TRAVAIL À FAIRE ::
1 > Recopiez mot pour mot le passage de la critique du roman sur Joseph Mengele qui va de « D'un point de vue documentaire, ce » jusqu'à « près de Natzwiller. » inclus.
2 > Rédigez la suite de la critique du roman sur Joseph Mengele, à partir de sa dernière phrase.

TEXTE À EXAMINER ::

*-*-*

Guez Olivier – "La disparition de Joseph Mengele" – grasset, 2017 (ISBN 978-2-246-8587-3)
– vient de se voir décerner le Prix Renaudot.
D'un point de vue littéraire, c'est un roman réussi, puisqu'il se lit quasiment d'une traite dès que l'on aborde la première page. le suspens est entretenu par une écriture efficace.
D'un point de vue documentaire, ce livre n'apportera pas grand chose à celles et ceux qui suivent régulièrement les actualités allemandes, et tout spécialement les avatars du nazisme et des nazis après 1945.
Certes, Joseph Mengele ajouta une couche supplémentaire à l'horreur : en effet, si la déportation et les camps de concentration représentaient déjà un crime impardonnable (ils ressurgirent en Yougoslavie il y a à peine trente ans), si l'élimination des juifs – la Shoah – représentait un ethnocide inadmissible, Mengele rajouta à toutes ces horreurs l'incroyable barbarie consistant à procéder à de pseudo expériences médicales sur des êtres humains disséqués vivants.
Il ne fut pas seul, ses compères du "Ahnerbe" sévissaient aussi à Buchenwald, Dachau, Ravensbrück et en Alsace, au camp du Struthof, près de Natzwiller.
Malheureusement, obnubilé par le seul Mengele et le récit de sa traque, l'auteur oublie de mentionner qu'après guerre, les alliés firent disparaître et détruisirent une grande partie des rapports produits par les nazis (bureaucrates pointilleux) sur ces expérimentations, pire encore, certains scientifiques états-unisiens tentèrent d'exploiter ces expériences ignobles (rapport Alexander) et il fallut attendre les années 1990 pour que soit définitivement reconnue l'absence complète de validité scientifique de ces "expériences" ne reflétant que le sadisme abyssal de ces criminels.

*-*-*

DONNÉES FOURNIES ::
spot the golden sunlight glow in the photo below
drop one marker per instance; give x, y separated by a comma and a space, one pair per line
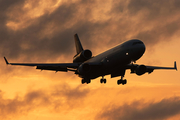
31, 10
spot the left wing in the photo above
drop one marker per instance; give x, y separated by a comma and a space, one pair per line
155, 67
141, 69
49, 66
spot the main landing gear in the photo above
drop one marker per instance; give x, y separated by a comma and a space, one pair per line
121, 81
103, 80
85, 81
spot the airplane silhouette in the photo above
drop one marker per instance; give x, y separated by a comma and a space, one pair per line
114, 62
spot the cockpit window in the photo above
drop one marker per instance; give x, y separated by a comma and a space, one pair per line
137, 43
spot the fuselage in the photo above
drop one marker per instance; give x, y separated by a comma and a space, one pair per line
115, 58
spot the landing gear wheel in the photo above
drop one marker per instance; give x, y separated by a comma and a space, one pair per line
83, 81
119, 82
124, 82
88, 81
101, 81
105, 81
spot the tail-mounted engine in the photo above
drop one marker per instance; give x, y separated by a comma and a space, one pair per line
82, 56
141, 69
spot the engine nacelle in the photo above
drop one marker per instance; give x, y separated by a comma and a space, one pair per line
141, 69
83, 56
84, 68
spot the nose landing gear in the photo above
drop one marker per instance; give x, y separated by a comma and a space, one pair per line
103, 80
121, 81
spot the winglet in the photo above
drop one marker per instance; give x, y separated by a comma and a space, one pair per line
6, 61
79, 47
175, 66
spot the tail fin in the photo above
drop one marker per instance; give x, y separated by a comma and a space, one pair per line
79, 47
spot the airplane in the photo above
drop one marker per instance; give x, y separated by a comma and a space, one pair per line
114, 62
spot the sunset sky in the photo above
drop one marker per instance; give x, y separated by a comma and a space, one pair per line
42, 31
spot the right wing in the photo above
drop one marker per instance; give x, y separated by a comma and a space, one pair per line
50, 66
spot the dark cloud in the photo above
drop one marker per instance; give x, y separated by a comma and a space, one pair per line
56, 99
140, 110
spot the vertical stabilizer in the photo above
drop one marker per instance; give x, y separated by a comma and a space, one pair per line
79, 47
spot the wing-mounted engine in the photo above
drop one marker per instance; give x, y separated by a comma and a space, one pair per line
82, 56
84, 68
141, 69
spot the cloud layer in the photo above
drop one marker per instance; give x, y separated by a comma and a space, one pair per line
42, 31
139, 110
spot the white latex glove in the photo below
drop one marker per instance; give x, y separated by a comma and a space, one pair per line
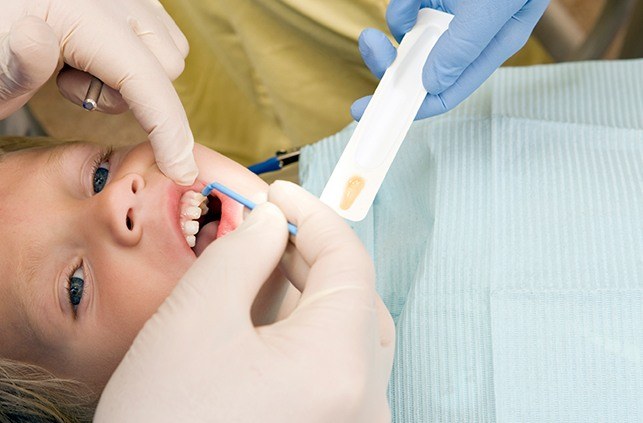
199, 358
133, 46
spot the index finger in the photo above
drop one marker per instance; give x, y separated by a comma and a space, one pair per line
331, 249
121, 60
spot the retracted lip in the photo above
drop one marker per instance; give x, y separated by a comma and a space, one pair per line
225, 210
175, 192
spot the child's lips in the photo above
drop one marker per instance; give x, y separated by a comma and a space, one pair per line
231, 218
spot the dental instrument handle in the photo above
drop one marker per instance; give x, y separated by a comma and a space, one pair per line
93, 93
215, 186
361, 169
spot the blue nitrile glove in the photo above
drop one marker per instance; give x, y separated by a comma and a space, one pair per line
482, 35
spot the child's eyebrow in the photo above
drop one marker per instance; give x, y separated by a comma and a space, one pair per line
58, 155
29, 262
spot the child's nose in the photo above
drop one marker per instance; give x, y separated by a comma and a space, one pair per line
120, 205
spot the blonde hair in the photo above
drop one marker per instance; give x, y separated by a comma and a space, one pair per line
29, 393
13, 144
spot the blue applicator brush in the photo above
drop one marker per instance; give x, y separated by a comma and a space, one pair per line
215, 186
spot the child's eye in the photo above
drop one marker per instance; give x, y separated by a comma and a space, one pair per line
100, 176
75, 287
100, 171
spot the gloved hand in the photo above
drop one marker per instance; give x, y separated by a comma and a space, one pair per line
200, 358
133, 46
481, 36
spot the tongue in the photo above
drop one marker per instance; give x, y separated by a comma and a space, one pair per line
206, 235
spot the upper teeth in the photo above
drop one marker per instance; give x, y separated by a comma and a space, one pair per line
193, 206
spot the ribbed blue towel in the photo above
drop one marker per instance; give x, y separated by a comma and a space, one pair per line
508, 244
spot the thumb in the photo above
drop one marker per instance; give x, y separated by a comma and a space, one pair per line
224, 281
29, 54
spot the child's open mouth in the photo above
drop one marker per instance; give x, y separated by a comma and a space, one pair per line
200, 220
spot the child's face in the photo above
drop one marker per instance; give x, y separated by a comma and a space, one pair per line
121, 250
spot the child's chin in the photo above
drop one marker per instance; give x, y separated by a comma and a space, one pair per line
206, 235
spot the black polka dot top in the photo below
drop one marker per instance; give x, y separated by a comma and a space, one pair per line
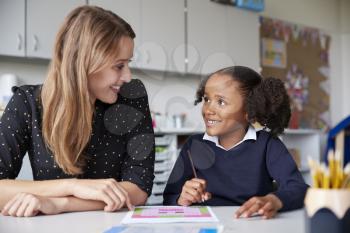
121, 144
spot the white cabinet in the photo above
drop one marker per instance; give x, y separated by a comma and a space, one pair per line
12, 28
165, 157
243, 41
130, 11
303, 143
28, 28
163, 35
160, 31
217, 37
44, 18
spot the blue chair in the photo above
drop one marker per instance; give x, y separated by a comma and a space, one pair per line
339, 138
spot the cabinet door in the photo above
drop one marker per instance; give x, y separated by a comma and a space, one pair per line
207, 37
12, 38
243, 37
130, 11
163, 35
44, 18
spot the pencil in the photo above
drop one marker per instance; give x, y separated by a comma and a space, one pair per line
192, 165
193, 169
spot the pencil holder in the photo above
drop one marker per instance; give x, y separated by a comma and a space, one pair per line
327, 210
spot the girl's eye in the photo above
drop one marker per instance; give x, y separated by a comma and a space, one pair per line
119, 67
221, 102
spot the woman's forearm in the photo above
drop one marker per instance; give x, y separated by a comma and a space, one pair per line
137, 195
74, 204
46, 188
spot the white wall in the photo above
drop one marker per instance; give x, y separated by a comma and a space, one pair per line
345, 45
329, 15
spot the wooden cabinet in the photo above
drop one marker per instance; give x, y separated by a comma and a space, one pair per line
12, 28
28, 28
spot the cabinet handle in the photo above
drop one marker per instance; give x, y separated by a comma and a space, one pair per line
36, 43
19, 41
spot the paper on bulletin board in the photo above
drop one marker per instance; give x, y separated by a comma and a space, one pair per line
170, 214
274, 53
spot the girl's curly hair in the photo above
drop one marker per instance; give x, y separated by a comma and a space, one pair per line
265, 99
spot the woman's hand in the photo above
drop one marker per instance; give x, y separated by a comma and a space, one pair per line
193, 191
28, 205
105, 190
267, 206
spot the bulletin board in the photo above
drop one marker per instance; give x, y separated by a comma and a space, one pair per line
299, 56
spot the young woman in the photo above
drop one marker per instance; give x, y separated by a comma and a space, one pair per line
235, 164
87, 129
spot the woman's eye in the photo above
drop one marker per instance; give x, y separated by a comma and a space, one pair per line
119, 67
221, 102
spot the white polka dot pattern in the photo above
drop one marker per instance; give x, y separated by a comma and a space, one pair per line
126, 154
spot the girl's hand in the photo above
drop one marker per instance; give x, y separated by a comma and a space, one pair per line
193, 192
267, 206
106, 190
28, 205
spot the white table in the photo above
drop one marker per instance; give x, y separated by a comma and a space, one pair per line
99, 221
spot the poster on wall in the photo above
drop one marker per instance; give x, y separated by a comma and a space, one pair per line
273, 53
298, 55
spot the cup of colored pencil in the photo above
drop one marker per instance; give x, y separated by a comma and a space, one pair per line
327, 202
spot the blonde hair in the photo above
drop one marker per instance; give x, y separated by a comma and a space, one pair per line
86, 43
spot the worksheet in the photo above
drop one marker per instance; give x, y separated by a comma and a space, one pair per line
170, 214
162, 229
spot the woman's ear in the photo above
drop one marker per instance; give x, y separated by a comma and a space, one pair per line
246, 117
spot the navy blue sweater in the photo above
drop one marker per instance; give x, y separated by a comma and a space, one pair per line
236, 175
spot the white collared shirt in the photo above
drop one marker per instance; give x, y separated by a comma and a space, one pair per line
250, 135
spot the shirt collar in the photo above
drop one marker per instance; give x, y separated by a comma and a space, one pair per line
250, 135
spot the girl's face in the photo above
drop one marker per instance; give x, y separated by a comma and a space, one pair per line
223, 111
105, 84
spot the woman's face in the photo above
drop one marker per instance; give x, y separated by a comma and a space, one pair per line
223, 111
105, 84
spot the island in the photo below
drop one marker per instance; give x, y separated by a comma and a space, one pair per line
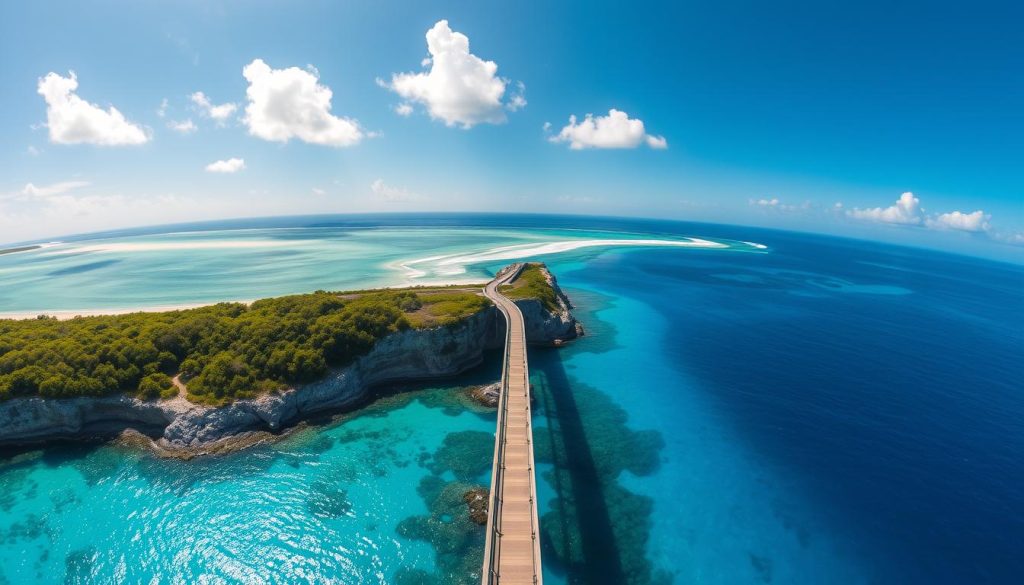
208, 379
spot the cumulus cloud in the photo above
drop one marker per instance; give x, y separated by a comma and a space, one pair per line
51, 190
392, 194
461, 88
72, 120
183, 127
974, 221
227, 166
776, 204
219, 113
286, 103
906, 211
616, 130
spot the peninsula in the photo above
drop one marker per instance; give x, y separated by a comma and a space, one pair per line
197, 379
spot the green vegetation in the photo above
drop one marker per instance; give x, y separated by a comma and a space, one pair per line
222, 352
532, 283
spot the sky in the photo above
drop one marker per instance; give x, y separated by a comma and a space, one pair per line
896, 121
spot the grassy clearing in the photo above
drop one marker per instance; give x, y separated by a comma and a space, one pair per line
531, 283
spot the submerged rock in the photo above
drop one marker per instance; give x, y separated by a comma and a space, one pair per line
486, 395
476, 499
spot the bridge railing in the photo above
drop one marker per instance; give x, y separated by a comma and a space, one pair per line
492, 554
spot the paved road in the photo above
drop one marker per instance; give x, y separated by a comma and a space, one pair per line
512, 552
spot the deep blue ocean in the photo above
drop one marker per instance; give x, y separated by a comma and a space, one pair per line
818, 411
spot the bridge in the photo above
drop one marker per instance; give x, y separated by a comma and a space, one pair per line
512, 550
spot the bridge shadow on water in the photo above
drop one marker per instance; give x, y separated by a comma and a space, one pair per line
577, 533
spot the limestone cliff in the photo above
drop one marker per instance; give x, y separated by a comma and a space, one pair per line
179, 424
549, 327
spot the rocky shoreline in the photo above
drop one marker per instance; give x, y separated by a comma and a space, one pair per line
180, 428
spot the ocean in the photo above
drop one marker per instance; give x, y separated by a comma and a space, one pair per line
748, 406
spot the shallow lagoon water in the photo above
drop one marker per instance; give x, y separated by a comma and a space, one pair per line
819, 411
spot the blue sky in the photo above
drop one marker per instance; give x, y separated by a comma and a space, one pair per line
752, 113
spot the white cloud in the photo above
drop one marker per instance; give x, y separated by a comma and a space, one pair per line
461, 88
219, 113
615, 130
905, 211
184, 127
392, 194
227, 166
656, 142
975, 221
518, 99
51, 190
74, 121
286, 103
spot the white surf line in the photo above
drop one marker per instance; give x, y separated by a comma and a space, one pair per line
164, 246
454, 264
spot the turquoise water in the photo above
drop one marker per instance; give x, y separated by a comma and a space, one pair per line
817, 411
321, 506
188, 267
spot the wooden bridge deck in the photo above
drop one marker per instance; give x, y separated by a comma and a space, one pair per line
512, 552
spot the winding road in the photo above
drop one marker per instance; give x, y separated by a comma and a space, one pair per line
512, 551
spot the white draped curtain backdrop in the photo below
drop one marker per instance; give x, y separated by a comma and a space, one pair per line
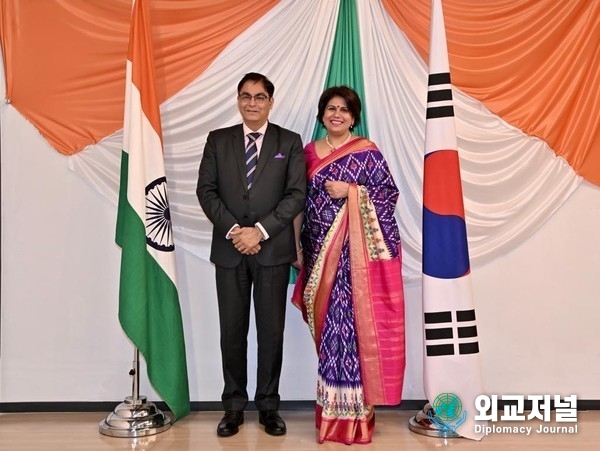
512, 182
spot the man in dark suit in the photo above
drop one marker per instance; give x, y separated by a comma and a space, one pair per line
252, 204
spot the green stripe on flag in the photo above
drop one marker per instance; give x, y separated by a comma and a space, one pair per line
345, 67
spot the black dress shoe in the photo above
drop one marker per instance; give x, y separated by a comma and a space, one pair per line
273, 423
230, 424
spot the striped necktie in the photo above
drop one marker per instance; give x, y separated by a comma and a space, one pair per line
251, 156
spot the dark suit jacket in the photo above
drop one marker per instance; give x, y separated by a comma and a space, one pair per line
277, 195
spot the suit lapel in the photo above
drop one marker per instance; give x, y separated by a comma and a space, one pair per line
269, 147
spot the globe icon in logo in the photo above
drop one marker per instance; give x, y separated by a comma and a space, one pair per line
447, 406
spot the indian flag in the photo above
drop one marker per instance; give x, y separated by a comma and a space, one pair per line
149, 309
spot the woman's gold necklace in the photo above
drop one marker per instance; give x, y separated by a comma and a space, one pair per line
331, 145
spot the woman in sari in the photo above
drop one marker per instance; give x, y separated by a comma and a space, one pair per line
350, 286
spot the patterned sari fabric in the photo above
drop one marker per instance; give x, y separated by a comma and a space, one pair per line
350, 290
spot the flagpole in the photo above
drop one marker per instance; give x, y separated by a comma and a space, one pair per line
135, 416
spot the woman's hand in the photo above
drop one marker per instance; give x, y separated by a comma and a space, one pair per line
336, 189
299, 260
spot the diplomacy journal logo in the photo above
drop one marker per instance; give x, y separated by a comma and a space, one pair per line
514, 419
448, 414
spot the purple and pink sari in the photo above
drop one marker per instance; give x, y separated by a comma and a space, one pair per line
350, 290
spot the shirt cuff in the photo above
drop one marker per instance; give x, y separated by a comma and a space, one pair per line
228, 236
262, 230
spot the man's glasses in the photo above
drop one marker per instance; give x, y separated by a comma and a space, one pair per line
258, 98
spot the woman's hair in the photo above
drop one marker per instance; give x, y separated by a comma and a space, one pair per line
346, 93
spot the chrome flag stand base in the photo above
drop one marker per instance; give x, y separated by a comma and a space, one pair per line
135, 417
422, 424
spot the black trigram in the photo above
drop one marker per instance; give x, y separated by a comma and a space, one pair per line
442, 335
439, 96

*-*-*

CORRIGÉ DES EXERCICES ::
1 >
D'un point de vue documentaire, ce livre n'apportera pas grand chose à celles et ceux qui suivent régulièrement les actualités allemandes, et tout spécialement les avatars du nazisme et des nazis après 1945.
Certes, Joseph Mengele ajouta une couche supplémentaire à l'horreur : en effet, si la déportation et les camps de concentration représentaient déjà un crime impardonnable (ils ressurgirent en Yougoslavie il y a à peine trente ans), si l'élimination des juifs – la Shoah – représentait un ethnocide inadmissible, Mengele rajouta à toutes ces horreurs l'incroyable barbarie consistant à procéder à de pseudo expériences médicales sur des êtres humains disséqués vivants.
Il ne fut pas seul, ses compères du "Ahnerbe" sévissaient aussi à Buchenwald, Dachau, Ravensbrück et en Alsace, au camp du Struthof, près de Natzwiller.

2 >
Autre déception : ce n'est qu'au chapitre 55 (pp. 153-156) que l'auteur évoque – bien trop brièvement – l'incroyable reprise de leur carrière universitaire ou médicale par les ex-homologue de Mengele : Otmar von Verschuer (1896-1969) par exemple termina sa carrière en tant que professeur de génétique humaine de l'université de Münster, membre éminent de la société "américaine" (en fait états-unisienne) ASHG !!! Il y a là un phénomène beaucoup plus inquiétant que le soutien sans faille du clan familial sur lequel se focalise toute l'attention de l'auteur...
Personnellement, je reste fort dubitatif sur l'intérêt réel de ce roman à suspens : reste à espérer qu'il ne s'agit pas uniquement d'un "coup" éditorial...
Sur un thème similaire, le roman de
Stuart Neville intitulé "
Ratlines" (Payot-Rivages/Noir, 2016 - ISBN 978-2-7436-3165-9) s'avère beaucoup plus instructif.
Sur le statut et le destin des scientifiques allemands ayant soutenu le nazisme, il faut également lire Jérôme
Ferrari Jérôme, "
Le principe" (Actes Sud-Babel, 2015 - ISBN 978-2-330-06556-0)
Sur les générations de jeunes allemands se posant des questions sur leurs parents, voir le remarquable récit de
Fabrice Humbert "
L'origine de la violence", (Ed. "le passage", 2009 - ISBN 978-2-253-12946-2).
Sur la traque des criminels nazis après guerre :
Paul Colize "
Un long moment de silence" (Gallimard/Folio policier, 2014 - ISBN 978-2070455072)
Même s'il n'est pas bien réussi, j'ajoute à cette liste le récit de
Boualem Sansal "
Le village de l'Allemand, ou le Journal des frères Schiller” (Gallimard, 2008).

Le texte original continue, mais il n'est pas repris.